(Natural language region descriptions)
* * * *
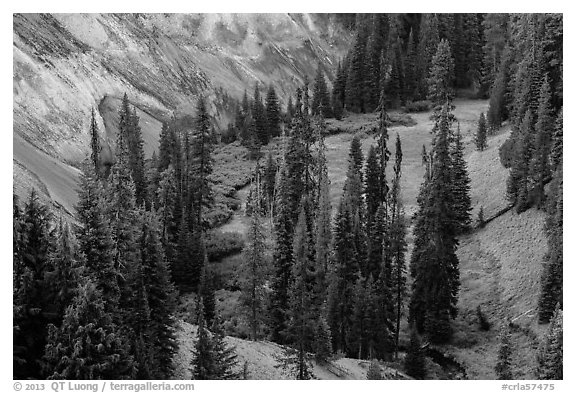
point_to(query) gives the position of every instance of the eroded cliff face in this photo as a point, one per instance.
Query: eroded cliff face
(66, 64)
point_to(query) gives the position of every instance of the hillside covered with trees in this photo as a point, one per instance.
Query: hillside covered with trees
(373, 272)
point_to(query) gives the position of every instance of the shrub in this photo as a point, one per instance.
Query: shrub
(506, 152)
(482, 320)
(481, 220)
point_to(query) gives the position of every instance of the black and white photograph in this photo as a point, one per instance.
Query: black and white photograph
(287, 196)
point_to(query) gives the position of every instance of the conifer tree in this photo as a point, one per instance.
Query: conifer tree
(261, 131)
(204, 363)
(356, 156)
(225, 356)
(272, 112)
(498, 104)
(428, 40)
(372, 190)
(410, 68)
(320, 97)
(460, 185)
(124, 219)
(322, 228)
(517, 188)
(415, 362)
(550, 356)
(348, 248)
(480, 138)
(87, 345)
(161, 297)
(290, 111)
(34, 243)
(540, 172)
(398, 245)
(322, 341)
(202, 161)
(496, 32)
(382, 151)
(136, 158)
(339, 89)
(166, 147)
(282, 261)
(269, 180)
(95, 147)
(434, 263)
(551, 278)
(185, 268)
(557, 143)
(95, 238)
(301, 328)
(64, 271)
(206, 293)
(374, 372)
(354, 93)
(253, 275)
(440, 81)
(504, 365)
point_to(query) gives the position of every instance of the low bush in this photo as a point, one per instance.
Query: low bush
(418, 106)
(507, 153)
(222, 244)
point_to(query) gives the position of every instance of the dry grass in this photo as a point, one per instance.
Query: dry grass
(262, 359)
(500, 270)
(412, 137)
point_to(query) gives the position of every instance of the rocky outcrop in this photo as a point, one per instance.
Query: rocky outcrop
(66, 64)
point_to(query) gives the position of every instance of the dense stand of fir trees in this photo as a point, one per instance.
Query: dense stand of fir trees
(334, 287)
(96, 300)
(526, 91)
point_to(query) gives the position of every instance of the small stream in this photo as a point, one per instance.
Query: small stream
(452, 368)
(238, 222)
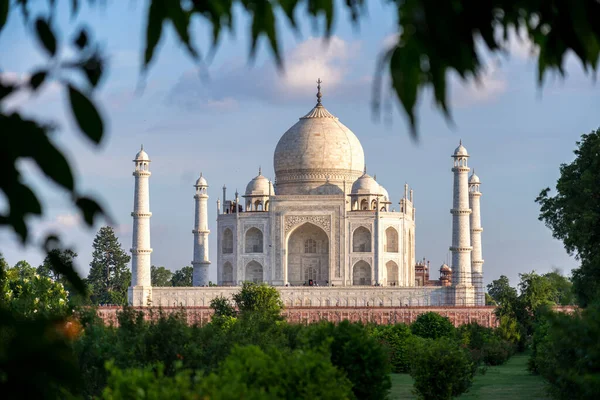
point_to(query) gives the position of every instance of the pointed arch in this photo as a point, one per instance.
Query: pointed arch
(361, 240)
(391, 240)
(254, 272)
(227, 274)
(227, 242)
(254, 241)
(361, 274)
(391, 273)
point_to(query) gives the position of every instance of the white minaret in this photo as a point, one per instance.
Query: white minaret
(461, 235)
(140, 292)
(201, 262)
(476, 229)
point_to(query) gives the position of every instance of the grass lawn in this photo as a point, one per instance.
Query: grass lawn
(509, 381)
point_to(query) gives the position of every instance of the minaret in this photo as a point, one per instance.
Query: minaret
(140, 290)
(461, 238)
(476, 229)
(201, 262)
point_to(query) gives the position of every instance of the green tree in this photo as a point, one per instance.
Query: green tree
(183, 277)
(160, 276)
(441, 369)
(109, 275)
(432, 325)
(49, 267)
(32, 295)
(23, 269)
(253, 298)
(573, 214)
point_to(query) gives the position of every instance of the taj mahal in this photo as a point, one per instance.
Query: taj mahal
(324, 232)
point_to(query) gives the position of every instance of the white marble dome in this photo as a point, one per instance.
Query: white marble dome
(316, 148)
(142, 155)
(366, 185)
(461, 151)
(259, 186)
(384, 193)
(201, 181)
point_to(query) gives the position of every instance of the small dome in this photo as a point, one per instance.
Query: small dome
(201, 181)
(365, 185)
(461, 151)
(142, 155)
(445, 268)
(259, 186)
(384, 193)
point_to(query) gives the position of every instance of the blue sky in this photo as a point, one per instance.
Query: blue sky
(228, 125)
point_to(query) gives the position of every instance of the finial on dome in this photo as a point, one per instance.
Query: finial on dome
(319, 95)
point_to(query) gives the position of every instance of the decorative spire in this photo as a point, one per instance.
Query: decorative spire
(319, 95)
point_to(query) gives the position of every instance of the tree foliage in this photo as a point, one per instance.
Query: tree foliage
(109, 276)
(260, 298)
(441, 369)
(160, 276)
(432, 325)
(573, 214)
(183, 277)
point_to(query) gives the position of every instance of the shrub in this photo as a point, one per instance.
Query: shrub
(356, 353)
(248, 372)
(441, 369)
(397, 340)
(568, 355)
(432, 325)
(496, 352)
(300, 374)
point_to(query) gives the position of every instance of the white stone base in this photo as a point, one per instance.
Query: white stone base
* * * *
*TASK OBJECTIVE:* The answer should consist only of the lines from the one with "the white stone" to the final line of the records above, retyped word for word.

*OUTPUT OF THE TASK:*
point_to(query) gives the position of every instance of the white stone base in this photo as a point, one per instance.
Query: white stone base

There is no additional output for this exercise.